■ **RAW DATA**:
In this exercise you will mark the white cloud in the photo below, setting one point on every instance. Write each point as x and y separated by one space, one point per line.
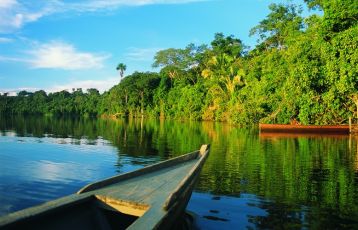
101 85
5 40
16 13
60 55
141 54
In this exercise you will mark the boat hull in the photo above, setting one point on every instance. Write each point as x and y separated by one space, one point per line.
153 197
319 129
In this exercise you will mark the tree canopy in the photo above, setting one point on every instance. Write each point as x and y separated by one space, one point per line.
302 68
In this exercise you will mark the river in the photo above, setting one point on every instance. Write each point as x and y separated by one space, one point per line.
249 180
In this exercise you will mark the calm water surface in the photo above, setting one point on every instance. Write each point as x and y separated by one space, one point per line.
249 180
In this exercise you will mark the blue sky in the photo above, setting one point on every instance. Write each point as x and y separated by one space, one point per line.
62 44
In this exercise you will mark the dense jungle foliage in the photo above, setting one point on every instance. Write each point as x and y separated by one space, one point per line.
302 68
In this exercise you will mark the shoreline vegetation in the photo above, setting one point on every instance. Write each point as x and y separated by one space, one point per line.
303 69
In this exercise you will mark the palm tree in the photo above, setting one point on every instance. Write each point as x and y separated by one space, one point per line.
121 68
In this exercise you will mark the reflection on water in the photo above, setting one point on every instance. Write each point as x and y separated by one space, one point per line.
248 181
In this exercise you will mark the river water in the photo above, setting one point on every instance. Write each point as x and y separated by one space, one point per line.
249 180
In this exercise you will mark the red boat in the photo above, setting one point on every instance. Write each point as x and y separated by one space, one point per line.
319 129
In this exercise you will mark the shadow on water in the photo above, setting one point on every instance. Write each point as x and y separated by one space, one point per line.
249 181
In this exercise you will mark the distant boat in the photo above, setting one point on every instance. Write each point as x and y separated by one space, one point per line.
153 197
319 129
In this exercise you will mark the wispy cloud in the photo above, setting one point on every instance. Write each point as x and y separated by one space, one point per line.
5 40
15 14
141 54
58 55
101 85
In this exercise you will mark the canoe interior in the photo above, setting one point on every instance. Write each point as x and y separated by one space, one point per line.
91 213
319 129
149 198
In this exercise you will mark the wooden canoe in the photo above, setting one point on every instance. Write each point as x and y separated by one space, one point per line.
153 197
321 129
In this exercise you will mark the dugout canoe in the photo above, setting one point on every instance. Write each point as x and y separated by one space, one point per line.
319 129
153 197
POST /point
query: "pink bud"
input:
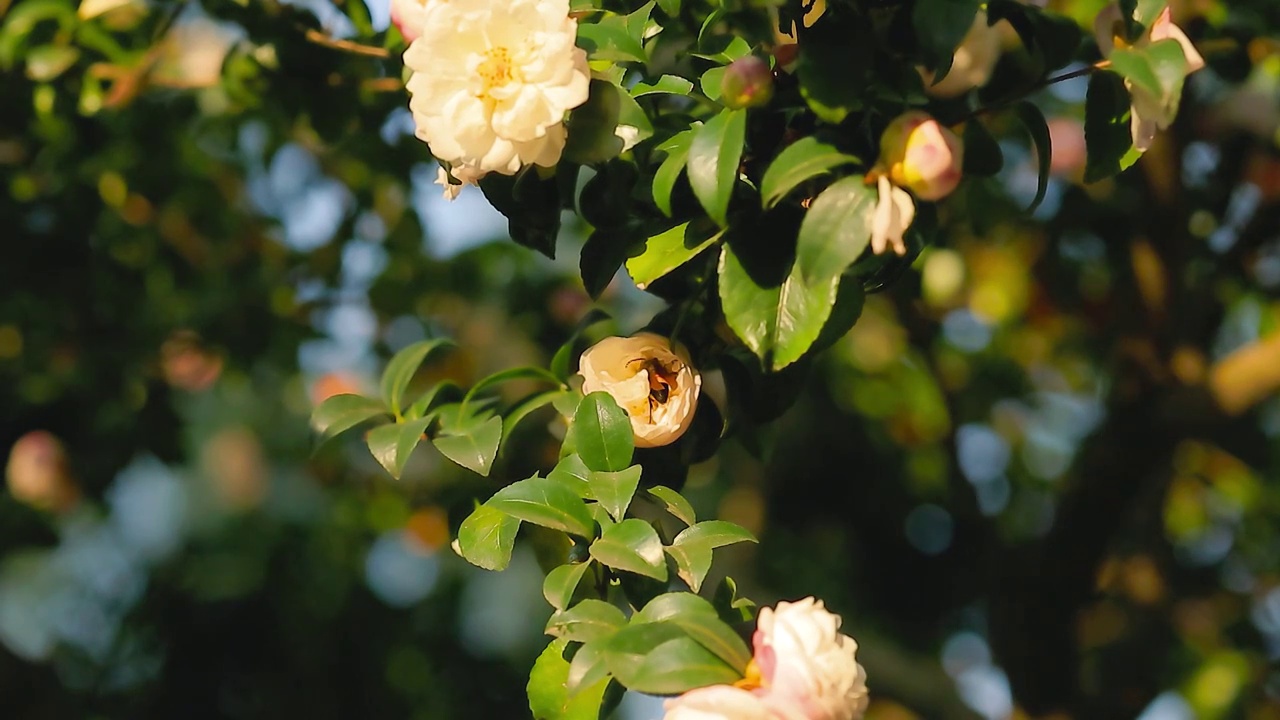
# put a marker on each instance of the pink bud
---
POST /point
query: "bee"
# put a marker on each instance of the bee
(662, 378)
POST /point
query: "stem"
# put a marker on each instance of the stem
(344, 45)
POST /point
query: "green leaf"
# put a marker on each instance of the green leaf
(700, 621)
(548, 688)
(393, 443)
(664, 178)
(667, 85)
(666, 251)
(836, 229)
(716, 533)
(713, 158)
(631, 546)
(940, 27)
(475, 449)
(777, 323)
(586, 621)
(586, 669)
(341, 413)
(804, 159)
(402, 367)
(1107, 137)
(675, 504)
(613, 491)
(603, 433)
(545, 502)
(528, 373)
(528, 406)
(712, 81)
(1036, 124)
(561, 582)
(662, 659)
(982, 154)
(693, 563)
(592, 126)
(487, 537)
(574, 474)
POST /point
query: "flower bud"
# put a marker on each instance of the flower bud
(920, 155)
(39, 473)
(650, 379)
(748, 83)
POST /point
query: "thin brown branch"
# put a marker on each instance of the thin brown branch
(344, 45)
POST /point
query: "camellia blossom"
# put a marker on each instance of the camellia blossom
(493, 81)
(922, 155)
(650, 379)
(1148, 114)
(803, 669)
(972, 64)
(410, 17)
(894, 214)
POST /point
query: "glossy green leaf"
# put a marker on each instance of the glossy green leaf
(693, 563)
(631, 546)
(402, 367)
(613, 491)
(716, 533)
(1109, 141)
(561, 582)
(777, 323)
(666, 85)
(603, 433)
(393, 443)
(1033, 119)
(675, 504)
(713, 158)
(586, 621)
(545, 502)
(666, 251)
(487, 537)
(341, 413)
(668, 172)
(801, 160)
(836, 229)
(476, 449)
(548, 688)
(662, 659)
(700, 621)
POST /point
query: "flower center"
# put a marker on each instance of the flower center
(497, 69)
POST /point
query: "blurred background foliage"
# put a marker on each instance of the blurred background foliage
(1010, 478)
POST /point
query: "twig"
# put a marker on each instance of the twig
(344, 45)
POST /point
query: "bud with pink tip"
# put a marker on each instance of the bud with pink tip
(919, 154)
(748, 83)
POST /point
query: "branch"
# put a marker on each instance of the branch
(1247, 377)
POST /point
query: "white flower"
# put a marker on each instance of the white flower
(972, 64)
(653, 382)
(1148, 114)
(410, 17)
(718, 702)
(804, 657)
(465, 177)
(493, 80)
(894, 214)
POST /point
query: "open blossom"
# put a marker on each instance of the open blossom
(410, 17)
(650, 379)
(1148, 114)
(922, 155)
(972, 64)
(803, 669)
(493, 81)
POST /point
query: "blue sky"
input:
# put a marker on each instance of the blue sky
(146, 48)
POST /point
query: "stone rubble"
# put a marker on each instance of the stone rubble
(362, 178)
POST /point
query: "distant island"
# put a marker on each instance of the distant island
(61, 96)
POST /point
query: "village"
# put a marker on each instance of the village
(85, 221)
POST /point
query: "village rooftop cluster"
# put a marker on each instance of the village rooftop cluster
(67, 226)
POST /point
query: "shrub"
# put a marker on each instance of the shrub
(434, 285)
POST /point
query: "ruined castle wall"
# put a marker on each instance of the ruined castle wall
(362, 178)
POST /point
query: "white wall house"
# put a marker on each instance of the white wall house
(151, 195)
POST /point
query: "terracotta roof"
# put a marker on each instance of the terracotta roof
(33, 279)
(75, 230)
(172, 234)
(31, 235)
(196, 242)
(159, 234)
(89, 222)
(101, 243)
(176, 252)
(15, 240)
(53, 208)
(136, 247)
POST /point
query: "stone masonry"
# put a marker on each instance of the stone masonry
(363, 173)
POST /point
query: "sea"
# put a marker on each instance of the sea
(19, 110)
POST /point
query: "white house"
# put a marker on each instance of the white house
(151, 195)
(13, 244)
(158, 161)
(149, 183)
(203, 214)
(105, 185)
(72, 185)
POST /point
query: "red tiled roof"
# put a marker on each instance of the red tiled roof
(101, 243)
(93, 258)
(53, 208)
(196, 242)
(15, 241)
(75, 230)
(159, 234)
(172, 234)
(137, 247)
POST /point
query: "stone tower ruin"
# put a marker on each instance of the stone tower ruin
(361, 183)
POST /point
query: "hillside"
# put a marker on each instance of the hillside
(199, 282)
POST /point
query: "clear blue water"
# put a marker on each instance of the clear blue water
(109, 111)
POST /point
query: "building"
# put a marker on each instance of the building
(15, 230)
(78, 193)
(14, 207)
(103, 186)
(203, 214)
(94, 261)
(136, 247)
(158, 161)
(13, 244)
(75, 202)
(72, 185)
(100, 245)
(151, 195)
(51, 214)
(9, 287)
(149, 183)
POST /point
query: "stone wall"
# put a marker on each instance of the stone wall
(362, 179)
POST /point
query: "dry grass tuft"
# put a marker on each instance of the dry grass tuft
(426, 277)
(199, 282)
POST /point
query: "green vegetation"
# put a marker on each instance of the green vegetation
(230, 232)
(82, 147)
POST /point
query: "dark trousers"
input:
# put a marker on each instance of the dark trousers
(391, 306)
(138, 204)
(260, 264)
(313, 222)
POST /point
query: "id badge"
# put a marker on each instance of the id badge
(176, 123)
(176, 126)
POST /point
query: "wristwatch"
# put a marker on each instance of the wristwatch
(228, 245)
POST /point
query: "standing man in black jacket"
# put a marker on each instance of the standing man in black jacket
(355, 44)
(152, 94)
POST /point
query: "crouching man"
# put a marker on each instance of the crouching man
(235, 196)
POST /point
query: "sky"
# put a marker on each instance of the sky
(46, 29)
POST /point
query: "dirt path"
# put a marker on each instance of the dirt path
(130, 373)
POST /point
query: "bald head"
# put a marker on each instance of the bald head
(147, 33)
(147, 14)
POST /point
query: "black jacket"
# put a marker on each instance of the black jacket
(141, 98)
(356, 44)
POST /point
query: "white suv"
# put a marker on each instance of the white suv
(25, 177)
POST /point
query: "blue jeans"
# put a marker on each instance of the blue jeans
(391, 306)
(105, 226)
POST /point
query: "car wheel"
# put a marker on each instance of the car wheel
--
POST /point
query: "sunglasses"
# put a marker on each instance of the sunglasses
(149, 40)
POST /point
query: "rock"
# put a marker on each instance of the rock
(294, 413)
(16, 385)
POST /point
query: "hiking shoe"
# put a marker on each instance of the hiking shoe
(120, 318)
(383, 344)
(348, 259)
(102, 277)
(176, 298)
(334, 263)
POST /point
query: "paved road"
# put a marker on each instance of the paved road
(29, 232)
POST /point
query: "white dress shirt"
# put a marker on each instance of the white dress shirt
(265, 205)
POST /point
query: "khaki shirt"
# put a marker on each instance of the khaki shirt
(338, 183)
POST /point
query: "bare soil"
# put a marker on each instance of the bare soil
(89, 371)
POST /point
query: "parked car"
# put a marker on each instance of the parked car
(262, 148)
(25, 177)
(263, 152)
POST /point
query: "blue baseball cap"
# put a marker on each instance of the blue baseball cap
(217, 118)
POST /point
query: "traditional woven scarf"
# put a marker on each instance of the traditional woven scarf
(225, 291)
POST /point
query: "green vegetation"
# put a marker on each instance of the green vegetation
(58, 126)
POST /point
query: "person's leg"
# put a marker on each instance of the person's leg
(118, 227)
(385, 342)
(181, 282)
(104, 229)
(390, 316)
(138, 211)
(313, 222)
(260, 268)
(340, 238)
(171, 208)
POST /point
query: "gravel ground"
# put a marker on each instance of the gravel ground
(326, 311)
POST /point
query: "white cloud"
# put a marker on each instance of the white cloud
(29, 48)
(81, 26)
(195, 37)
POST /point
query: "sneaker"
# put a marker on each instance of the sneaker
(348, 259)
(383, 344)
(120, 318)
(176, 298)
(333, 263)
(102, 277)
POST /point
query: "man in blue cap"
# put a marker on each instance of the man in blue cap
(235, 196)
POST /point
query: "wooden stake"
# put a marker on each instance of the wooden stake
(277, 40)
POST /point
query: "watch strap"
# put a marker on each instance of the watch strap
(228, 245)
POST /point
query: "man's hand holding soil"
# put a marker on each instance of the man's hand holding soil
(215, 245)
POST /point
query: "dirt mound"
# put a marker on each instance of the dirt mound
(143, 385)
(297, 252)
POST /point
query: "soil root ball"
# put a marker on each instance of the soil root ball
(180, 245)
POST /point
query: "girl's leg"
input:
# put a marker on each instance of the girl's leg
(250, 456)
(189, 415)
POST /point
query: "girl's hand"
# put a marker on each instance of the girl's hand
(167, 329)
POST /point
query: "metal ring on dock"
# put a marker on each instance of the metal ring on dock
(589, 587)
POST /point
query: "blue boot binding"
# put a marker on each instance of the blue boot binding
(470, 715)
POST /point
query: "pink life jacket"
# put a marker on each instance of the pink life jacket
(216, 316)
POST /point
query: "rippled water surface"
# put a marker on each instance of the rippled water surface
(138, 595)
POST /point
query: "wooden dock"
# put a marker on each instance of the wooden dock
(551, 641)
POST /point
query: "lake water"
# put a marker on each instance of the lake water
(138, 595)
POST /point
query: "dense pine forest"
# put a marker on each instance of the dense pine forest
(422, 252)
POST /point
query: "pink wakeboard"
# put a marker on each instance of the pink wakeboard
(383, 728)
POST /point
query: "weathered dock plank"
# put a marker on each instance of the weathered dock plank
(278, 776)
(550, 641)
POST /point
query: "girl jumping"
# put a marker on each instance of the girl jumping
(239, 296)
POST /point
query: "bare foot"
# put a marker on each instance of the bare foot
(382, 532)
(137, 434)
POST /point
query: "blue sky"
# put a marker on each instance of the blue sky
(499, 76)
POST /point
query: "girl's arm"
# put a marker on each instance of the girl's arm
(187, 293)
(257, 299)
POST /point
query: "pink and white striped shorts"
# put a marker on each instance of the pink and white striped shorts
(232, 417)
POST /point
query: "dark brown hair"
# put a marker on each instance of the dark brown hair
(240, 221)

■ **DIRECTIONS FOR THIS TASK**: Which lines above contain the word "wheel"? Show each of them.

■ **WRITTEN RESPONSE**:
query: "car wheel"
# put a marker on each instance of the car wheel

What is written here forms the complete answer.